## [Görev tanımı]
Aşağıdaki seçilen metne göre Türkiye'deki kadın milletvekili oranını yazın.

Mahallede eşit temsile “1 KAPI DA SEN AÇ!
SİYASETKadınların siyasete katılımını artırmak sadece bir temsil meselesi değil; aynı zamanda daha adil, kapsayıcı ve demokratik bir toplumun inşası için zorunludur.
Kadınların yerel siyasette daha görünür olması için şimdi hareket etme zamanı. Mahallede eşit temsil, katılım ve kapsayıcılık için çalışan ve yerel kadın liderliğini kuruluş amacı olarak tanımlayan “Mor Merdiven Ağı” ara seçimlerde seçmenlere bir çağrıda bulundu: Muhtarlık ara seçimlerinde yerel kadın liderliğini desteklemek için:“1 Kapı Da Sen Aç! Bugün bir oy, yarın eşit bir gelecek demek.
Küresel Cinsiyet Uçurumu 2024 Raporu’na göre, Türkiye’nin en zayıf olduğu alanlar arasında ekonomik katılım ve siyasi güçlenme. Raporda Türkiye, siyasi güçlenme başlığında 146 ülke arasında 114. sırada (WEF, 2024). Bu durum, kadınların siyasi karar alma süreçlerine katılımının oldukça sınırlı kaldığını gözler önüne seriyor.
Türkiye'de kadın milletvekili oranı %19,9 ile dünya ortalaması olan %27,2’nin belirgin şekilde altında. Bu oran, yasama organında kadınların yalnızca beşte bir oranında temsil edildiğini ve karar alma mekanizmalarında seslerinin zayıf kaldığını gösteriyor Türkiye bu oranla, 192 ülke arasında 126. sırada (UN Women & TÜİK, 2024).
Bakanlık düzeyinde kadın temsili ise daha da sınırlı. Mevcut 17 bakanlıktan sadece biri, Aile ve Sosyal Hizmetler Bakanlığı, bir kadın tarafından yönetiliyor. Bu durum, yürütme organlarında kadın liderliğinin neredeyse yok denecek kadar az olduğunu ve politika üretiminde erkek egemenliğinin sürdüğünü gösteriyor.
Son 50 yıla bakıldığında, Türkiye’nin kadın devlet başkanı ile geçirdiği süre yalnızca %5,4. Bu oran, kadınların ülkenin en üst düzey yönetim kademesinde yer alma fırsatlarının oldukça sınırlı kaldığını açıkça ortaya koyuyor.

## [Sağlanan veriler]
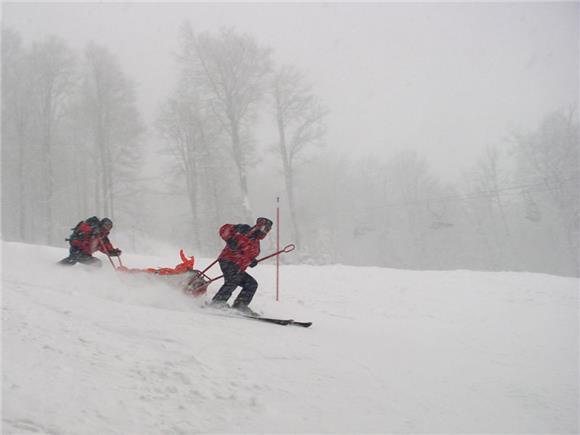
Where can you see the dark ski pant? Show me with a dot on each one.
(234, 277)
(76, 256)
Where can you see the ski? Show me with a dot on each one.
(238, 315)
(283, 322)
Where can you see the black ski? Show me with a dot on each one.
(236, 314)
(282, 322)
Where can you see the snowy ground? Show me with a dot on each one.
(92, 352)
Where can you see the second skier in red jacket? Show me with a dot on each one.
(242, 248)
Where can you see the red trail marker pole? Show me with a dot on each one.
(277, 248)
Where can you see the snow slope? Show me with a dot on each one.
(93, 352)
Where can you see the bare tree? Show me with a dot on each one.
(191, 134)
(230, 70)
(549, 159)
(114, 125)
(16, 125)
(53, 75)
(300, 122)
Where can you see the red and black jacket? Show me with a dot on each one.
(89, 239)
(243, 244)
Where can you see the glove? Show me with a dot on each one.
(232, 244)
(115, 252)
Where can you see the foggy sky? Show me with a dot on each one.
(445, 79)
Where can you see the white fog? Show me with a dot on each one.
(432, 142)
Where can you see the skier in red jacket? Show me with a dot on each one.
(89, 236)
(242, 248)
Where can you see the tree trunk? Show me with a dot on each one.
(288, 177)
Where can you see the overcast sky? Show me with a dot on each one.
(446, 79)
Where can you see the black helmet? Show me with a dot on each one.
(264, 224)
(106, 223)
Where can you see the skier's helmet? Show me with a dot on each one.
(107, 224)
(264, 224)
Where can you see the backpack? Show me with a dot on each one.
(92, 221)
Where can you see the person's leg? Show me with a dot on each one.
(249, 287)
(232, 278)
(72, 258)
(89, 260)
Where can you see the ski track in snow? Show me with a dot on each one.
(95, 352)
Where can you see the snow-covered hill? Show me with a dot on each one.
(96, 352)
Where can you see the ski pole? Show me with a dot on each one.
(287, 248)
(108, 256)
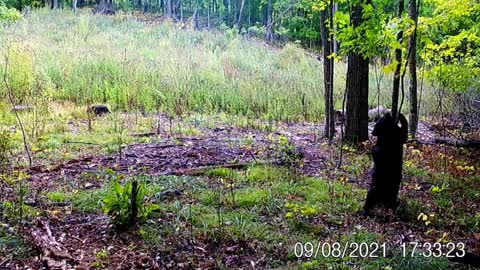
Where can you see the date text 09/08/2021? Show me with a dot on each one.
(376, 250)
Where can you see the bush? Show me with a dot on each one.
(119, 204)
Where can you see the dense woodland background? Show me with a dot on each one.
(235, 129)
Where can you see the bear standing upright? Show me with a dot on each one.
(388, 161)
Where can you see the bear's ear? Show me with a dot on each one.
(379, 129)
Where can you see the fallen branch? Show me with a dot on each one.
(148, 134)
(204, 169)
(89, 143)
(54, 254)
(458, 143)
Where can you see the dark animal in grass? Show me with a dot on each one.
(98, 110)
(388, 160)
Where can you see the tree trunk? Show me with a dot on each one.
(240, 14)
(269, 22)
(398, 59)
(412, 66)
(356, 129)
(326, 18)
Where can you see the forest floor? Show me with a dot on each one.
(234, 195)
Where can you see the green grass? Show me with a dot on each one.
(83, 58)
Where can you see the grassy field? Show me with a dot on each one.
(135, 66)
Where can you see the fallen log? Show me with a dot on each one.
(54, 254)
(459, 143)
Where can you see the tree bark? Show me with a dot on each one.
(398, 59)
(240, 14)
(326, 17)
(356, 129)
(269, 22)
(412, 66)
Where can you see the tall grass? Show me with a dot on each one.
(133, 66)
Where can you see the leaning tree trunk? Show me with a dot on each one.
(412, 66)
(398, 59)
(356, 129)
(326, 17)
(240, 15)
(269, 22)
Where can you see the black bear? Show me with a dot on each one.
(387, 158)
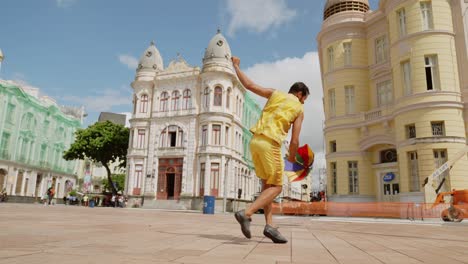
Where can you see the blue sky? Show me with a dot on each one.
(82, 52)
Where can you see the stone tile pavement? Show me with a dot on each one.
(69, 234)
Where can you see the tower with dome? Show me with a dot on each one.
(395, 97)
(190, 130)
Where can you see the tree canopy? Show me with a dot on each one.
(119, 181)
(103, 142)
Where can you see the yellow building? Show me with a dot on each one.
(395, 101)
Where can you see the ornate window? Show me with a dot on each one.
(406, 77)
(163, 107)
(228, 98)
(216, 135)
(438, 128)
(381, 49)
(204, 135)
(171, 137)
(333, 174)
(331, 103)
(144, 103)
(348, 55)
(384, 93)
(432, 72)
(333, 146)
(353, 177)
(175, 100)
(388, 156)
(411, 131)
(187, 100)
(402, 22)
(206, 97)
(413, 171)
(426, 14)
(331, 59)
(218, 98)
(141, 138)
(349, 99)
(28, 122)
(214, 178)
(202, 178)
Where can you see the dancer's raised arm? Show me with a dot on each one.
(249, 84)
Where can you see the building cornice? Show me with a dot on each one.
(343, 154)
(392, 115)
(370, 141)
(346, 68)
(431, 140)
(420, 34)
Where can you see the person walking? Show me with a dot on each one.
(280, 112)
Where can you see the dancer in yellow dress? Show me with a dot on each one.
(280, 112)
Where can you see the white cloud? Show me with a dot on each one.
(64, 3)
(130, 61)
(281, 74)
(257, 15)
(102, 101)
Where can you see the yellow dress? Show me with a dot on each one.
(271, 129)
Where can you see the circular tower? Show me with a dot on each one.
(343, 53)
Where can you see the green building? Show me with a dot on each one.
(34, 133)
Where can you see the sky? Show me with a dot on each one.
(85, 52)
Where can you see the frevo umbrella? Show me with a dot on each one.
(297, 171)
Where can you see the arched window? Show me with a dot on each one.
(228, 98)
(164, 102)
(28, 122)
(218, 98)
(206, 99)
(135, 101)
(187, 100)
(171, 137)
(144, 103)
(175, 100)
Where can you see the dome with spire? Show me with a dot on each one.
(336, 6)
(218, 48)
(151, 60)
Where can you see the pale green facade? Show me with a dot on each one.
(34, 133)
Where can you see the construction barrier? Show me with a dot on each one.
(370, 209)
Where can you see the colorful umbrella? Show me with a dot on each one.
(297, 171)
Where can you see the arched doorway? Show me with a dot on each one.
(170, 183)
(170, 178)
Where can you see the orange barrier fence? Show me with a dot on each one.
(371, 209)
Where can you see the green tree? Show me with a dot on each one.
(118, 179)
(103, 142)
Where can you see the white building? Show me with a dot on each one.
(190, 129)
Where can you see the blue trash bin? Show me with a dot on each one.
(208, 204)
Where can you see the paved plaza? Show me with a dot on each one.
(70, 234)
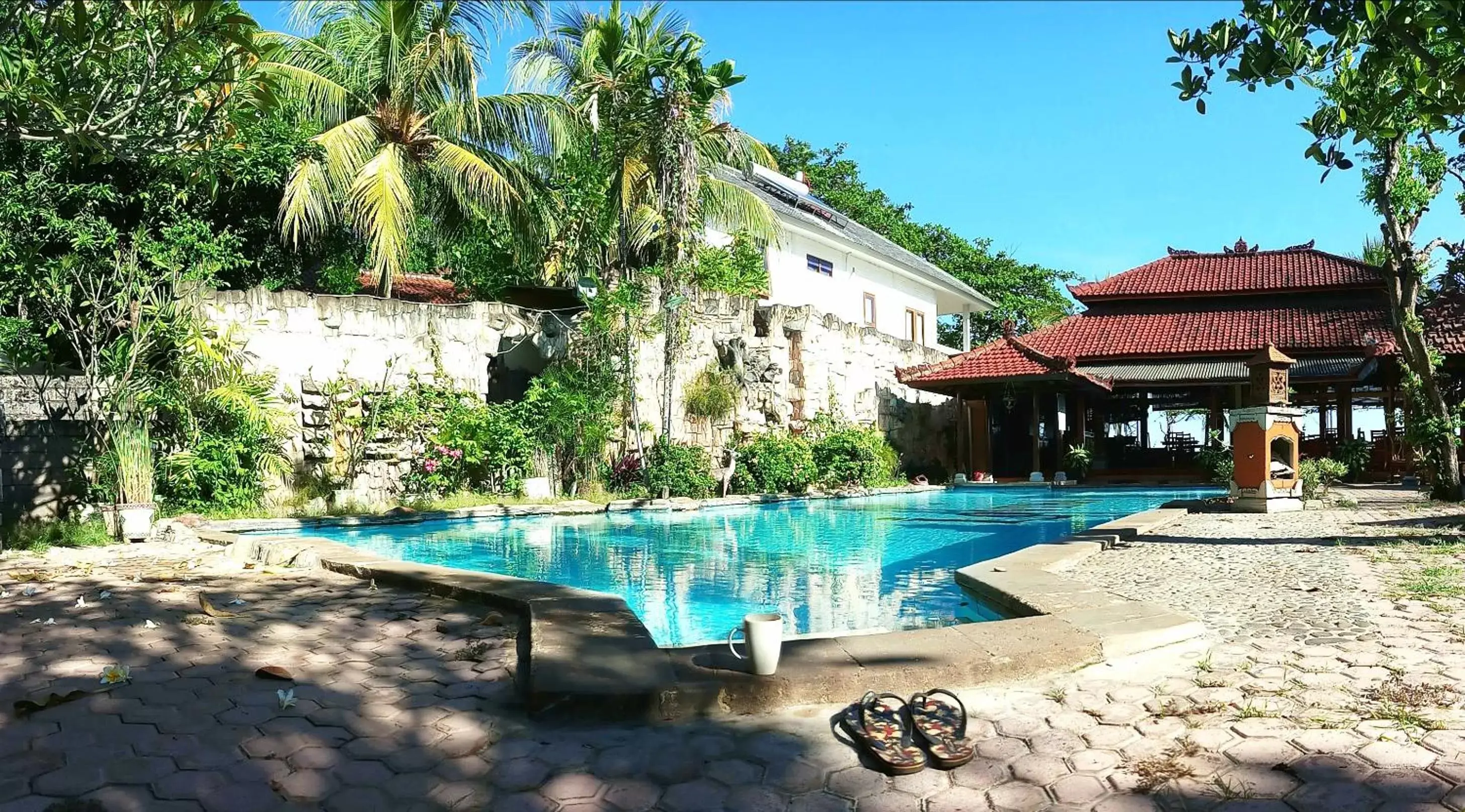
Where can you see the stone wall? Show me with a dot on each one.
(311, 340)
(794, 364)
(41, 441)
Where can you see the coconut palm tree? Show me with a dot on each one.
(641, 82)
(406, 134)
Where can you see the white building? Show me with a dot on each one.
(843, 268)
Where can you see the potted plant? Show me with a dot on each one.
(134, 453)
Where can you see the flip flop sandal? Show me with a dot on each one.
(878, 729)
(942, 728)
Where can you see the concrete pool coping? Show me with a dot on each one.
(590, 650)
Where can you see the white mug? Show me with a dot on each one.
(764, 637)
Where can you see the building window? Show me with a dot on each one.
(916, 327)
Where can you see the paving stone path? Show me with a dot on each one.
(1319, 691)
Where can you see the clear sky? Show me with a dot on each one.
(1051, 128)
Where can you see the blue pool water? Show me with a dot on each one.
(878, 562)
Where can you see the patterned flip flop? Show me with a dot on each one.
(942, 726)
(878, 726)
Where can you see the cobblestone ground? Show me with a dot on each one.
(1328, 685)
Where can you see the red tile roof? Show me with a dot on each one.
(1243, 271)
(418, 287)
(1445, 324)
(1316, 325)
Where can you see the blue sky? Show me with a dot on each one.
(1051, 128)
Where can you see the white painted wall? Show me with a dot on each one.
(791, 283)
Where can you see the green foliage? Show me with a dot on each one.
(1079, 459)
(1027, 295)
(1321, 475)
(683, 470)
(1353, 454)
(774, 463)
(738, 268)
(132, 453)
(125, 76)
(855, 457)
(712, 394)
(37, 537)
(1216, 459)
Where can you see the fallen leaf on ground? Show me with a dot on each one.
(27, 707)
(213, 610)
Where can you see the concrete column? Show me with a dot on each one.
(1038, 446)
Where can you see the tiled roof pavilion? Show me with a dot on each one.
(1191, 306)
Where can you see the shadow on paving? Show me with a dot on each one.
(387, 717)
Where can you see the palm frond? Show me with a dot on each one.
(381, 210)
(476, 181)
(731, 208)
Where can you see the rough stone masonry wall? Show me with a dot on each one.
(797, 364)
(308, 340)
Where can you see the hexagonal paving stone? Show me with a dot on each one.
(1397, 754)
(1334, 796)
(1039, 770)
(1016, 796)
(1262, 751)
(571, 786)
(856, 782)
(1407, 785)
(1079, 789)
(632, 795)
(695, 796)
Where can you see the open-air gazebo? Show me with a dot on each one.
(1174, 334)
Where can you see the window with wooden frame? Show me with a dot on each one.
(916, 327)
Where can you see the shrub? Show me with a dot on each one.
(1216, 459)
(855, 457)
(479, 446)
(1354, 456)
(712, 394)
(1319, 475)
(683, 470)
(774, 463)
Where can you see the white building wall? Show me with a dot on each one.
(841, 295)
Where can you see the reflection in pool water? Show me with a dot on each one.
(878, 562)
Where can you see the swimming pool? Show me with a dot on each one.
(830, 565)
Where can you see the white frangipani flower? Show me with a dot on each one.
(115, 674)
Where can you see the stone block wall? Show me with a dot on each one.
(794, 364)
(41, 439)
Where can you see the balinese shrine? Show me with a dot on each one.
(1174, 337)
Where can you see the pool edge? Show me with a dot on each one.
(585, 649)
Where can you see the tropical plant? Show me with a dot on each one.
(712, 394)
(1354, 454)
(1216, 459)
(394, 84)
(641, 82)
(774, 463)
(853, 456)
(132, 453)
(1079, 459)
(682, 470)
(1390, 84)
(140, 76)
(1321, 475)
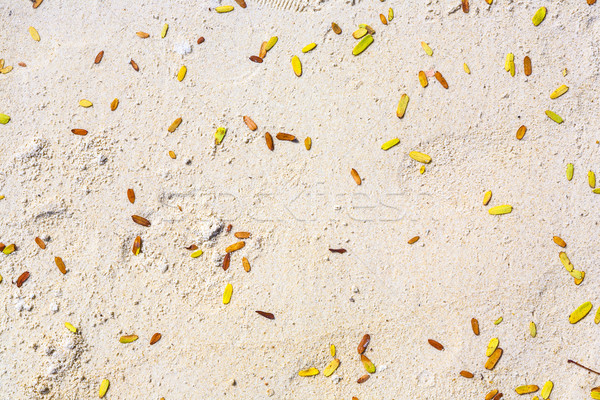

## [Tam yanıt]
Türkiye'de kadın milletvekili oranı %19,9'dur.